Teks bacaan:

━━━━━━━━━━

Betapa sulitnya untuk mendefenisikan cinta…
Cinta bukanlah ungkapan “aku mencintaimu”
sebagaimana ungkapan lelaki “hidung belang”dan
“wanita jalang” kepada pasangannya.
Jika sekedar ucapan…seolah mereka juga punya
cinta….
Cinta tidak harus tersalurkan lewat ungkapan para
ahlu bid’ah yang mewiridkan puji-pujian kepada
Nabi lewat album mereka”cinta Rasul-cinta
Nabi”….dst, yang hakikatnya hanyalah sekedar cari
laba dan keuntungan.
Cinta bukanlah apa yang terlahir dari lisan para
penyair maupun pujangga,tidak pula berupa
tembang yang disuarakan para biduan dan
biduanita…..sebab dalam alam nyata…terkadang
ucapan mereka bertolak belakang dengan realita.
Cinta terkadang…tidak bersuara dan tidak
bersambut…
sebagaimana cintanya Mughits
kepada Barirah.
Cinta terkadang tidak terwujud dalam mutiara
kata,sebab tidak setiap orang yang jatuh cinta
adalah pujangga.
Betapa kuatnya cinta Bilal kepada kekasihnya
bahkan tidak sanggup lagi untuk menyuarakan
cintanya dalam lantunan azan”asyhadu anna
Muhammadan Rasulullah..setelah wafatnya
kekasih…bahkan lebih ringan baginya kematian
daripada melafazkan hal itu.

━━━━━━━━━━

Tugas 1:
Tolong jawab pertanyaan berikut berdasarkan teks tentang cinta.
(a) Siapa yang dicintai Mughits?
(b) Ungkapan azan apa yang tidak sanggup lagi disuarakan Bilal setelah wafatnya kekasihnya?
(c) Apa hakikat puji-pujian dalam album "cinta Rasul-cinta Nabi" menurut teks itu?
Tugas 2:
Tentukan apakah setiap pernyataan sesuai dengan teks tentang cinta. Jawab ya atau tidak, lalu kutip kata-kata teks yang menentukannya.
(a) Setiap orang yang jatuh cinta adalah pujangga.
(b) Bagi Bilal, kematian lebih ringan daripada melafazkan ungkapan itu.
(c) Ucapan para penyair dan biduan selalu sesuai dengan realita.
Tugas 3:
Terjemahkan kalimat dari teks tentang cinta ini ke dalam bahasa Inggris: "Cinta terkadang tidak terwujud dalam mutiara kata,sebab tidak setiap orang yang jatuh cinta adalah pujangga."
Entri di bawah tidak berperan dalam hal ini.

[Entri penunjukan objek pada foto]
━━━━━━━━━━

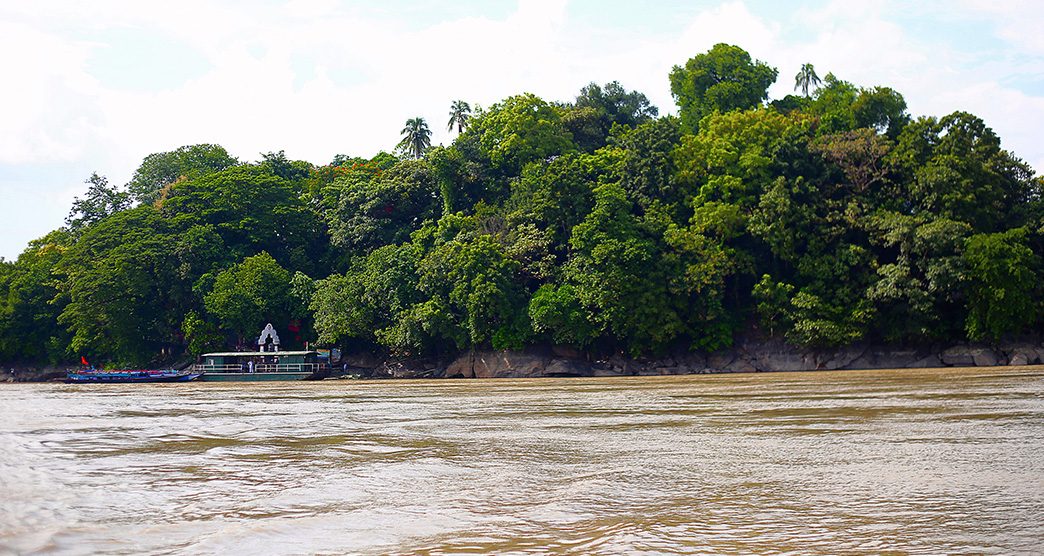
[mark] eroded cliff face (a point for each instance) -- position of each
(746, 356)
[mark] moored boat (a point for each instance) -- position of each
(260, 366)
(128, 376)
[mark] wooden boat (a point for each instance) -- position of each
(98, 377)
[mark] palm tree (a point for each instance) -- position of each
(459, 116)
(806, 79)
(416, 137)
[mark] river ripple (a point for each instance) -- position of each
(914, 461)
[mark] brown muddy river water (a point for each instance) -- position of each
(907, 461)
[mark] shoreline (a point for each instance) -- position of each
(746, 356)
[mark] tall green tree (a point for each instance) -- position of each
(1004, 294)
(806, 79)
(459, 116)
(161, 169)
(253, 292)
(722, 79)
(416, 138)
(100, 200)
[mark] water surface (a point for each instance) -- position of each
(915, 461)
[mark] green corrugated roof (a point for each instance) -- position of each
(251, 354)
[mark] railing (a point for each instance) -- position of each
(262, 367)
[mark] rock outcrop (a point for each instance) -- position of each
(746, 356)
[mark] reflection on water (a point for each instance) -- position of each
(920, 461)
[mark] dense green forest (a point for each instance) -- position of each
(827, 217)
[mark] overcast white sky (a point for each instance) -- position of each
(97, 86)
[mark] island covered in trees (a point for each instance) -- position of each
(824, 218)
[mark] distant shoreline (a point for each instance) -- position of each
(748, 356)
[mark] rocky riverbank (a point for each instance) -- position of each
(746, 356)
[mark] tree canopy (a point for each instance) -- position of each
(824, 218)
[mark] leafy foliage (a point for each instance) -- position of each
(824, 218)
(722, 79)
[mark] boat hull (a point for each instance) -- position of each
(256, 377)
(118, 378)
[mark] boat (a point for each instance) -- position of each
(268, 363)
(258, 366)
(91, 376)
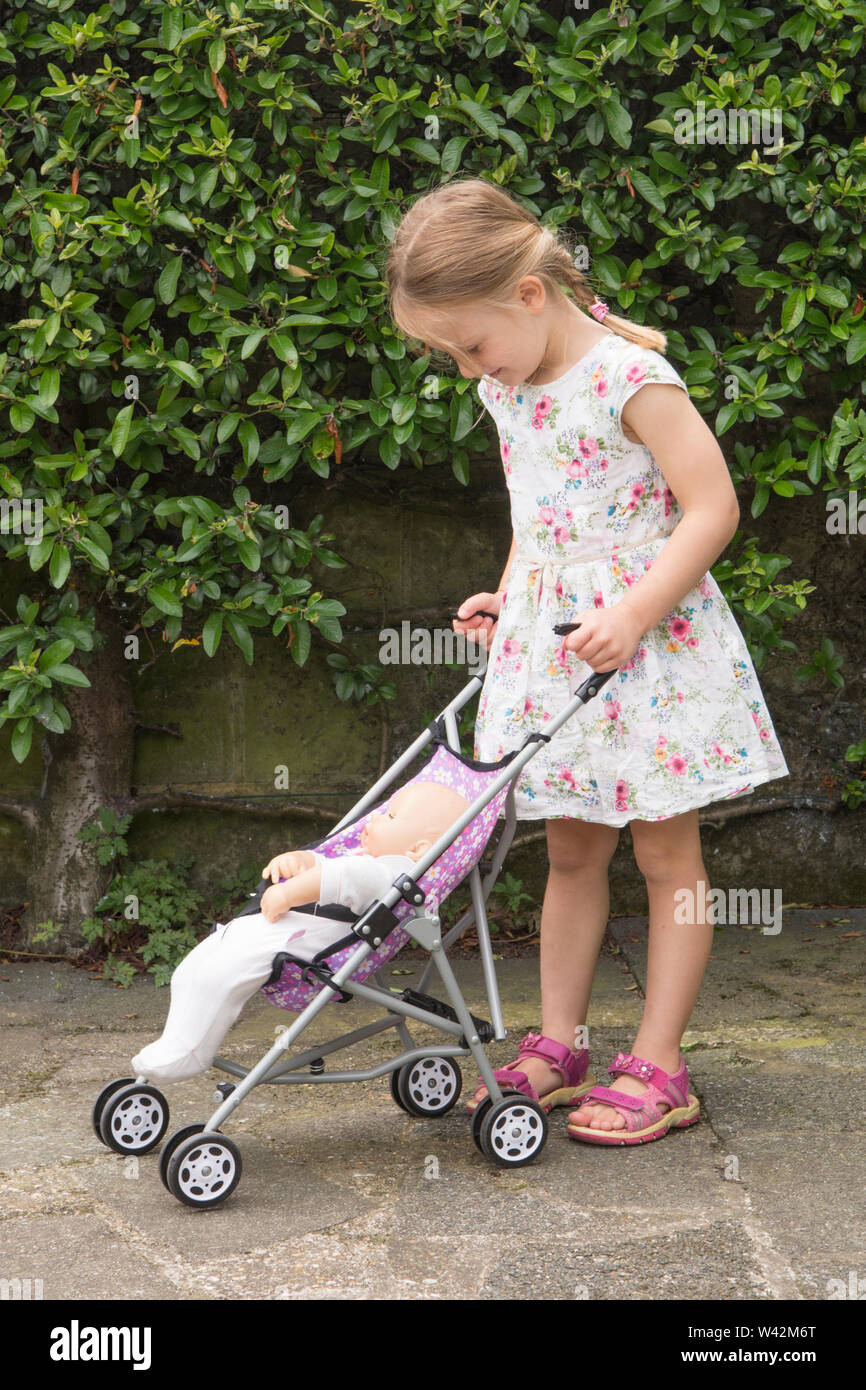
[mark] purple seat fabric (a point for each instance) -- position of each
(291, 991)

━━━━━━━━━━

Jawaban 1:
(a) Barirah.
(b) "asyhadu anna Muhammadan Rasulullah".
(c) Hanyalah sekedar cari laba dan keuntungan.

Jawaban 2:
(a) Tidak: "tidak setiap orang yang jatuh cinta adalah pujangga".
(b) Ya: "bahkan lebih ringan baginya kematian daripada melafazkan hal itu".
(c) Tidak: "ucapan mereka bertolak belakang dengan realita".

Jawaban 3:
Love sometimes does not take shape in pearls of words, because not everyone who falls in love is a poet.